Instruction
Copy every line from the start of the items through the line containing "[33,110,288,225]", both included, and rescale each bounding box coordinate in the answers by multiplying it by 1.5 and rounding to a whole number, with halves rounded up. Leave all other text unchanged.

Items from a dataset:
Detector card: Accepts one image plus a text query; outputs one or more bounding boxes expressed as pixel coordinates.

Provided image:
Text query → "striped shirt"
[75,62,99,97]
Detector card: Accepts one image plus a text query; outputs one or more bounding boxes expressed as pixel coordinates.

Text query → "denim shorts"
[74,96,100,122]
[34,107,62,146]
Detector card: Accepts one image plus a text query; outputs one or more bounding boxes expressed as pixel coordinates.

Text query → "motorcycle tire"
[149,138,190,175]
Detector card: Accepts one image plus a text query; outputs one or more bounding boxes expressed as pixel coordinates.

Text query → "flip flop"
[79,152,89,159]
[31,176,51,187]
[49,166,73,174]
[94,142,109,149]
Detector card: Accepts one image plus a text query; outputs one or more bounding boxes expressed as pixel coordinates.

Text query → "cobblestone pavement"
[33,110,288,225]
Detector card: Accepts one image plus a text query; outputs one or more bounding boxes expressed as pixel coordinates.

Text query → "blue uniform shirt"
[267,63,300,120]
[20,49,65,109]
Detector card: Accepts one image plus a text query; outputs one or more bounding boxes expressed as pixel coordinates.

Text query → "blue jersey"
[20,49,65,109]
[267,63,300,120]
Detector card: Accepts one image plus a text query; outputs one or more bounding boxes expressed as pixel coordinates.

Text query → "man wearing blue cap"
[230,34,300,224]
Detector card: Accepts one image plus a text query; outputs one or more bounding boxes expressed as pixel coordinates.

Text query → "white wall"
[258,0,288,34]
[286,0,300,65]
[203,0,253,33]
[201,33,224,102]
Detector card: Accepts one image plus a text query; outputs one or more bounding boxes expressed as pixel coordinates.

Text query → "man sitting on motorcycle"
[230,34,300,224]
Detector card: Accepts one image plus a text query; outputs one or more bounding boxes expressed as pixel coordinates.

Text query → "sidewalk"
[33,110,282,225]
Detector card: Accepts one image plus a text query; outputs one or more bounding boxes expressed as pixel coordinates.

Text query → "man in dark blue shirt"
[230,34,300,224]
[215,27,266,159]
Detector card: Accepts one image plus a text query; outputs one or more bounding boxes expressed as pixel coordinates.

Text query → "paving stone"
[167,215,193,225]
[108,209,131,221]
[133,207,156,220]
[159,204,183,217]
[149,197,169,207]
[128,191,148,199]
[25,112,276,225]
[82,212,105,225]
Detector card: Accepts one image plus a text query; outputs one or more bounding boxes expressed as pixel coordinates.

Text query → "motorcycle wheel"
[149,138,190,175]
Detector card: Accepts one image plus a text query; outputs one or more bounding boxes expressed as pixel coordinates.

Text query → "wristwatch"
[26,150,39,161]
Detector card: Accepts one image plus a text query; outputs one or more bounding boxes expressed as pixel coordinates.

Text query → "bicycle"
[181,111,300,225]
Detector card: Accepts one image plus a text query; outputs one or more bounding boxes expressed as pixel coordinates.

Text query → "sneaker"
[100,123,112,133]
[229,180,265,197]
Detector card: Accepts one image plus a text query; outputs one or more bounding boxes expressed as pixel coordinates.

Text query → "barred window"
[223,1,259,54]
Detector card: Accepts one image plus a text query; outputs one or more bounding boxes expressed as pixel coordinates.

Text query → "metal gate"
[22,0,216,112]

Answer to this exercise
Detector card: Accepts one image plus a text query; outputs one or more bounding boxes expressed as pixel coordinates.

Provided image:
Text query → "striped shirt"
[113,93,149,146]
Detector card: Accepts one image plus a text query; outputs one or more bounding boxes expressed as pixel coordinates.

Text query → "denim shorts"
[111,144,150,183]
[51,161,93,219]
Detector card: Accepts one image plus a text query; outputs one or more bounding boxes expressed as pixel coordinates.

Text query → "motorcycle tire"
[224,207,285,263]
Detector card: Accepts one image plus a text query; outputs one or more bounding boxes expressed as pixel coordinates.

Text query → "flip flop"
[119,228,134,239]
[47,264,77,281]
[74,249,110,261]
[141,213,164,224]
Detector card: Accepts one image plus a text query; outputs one or more bounding boxes expressed as pixel coordinates.

Text query → "cobblestone pavement"
[50,165,432,338]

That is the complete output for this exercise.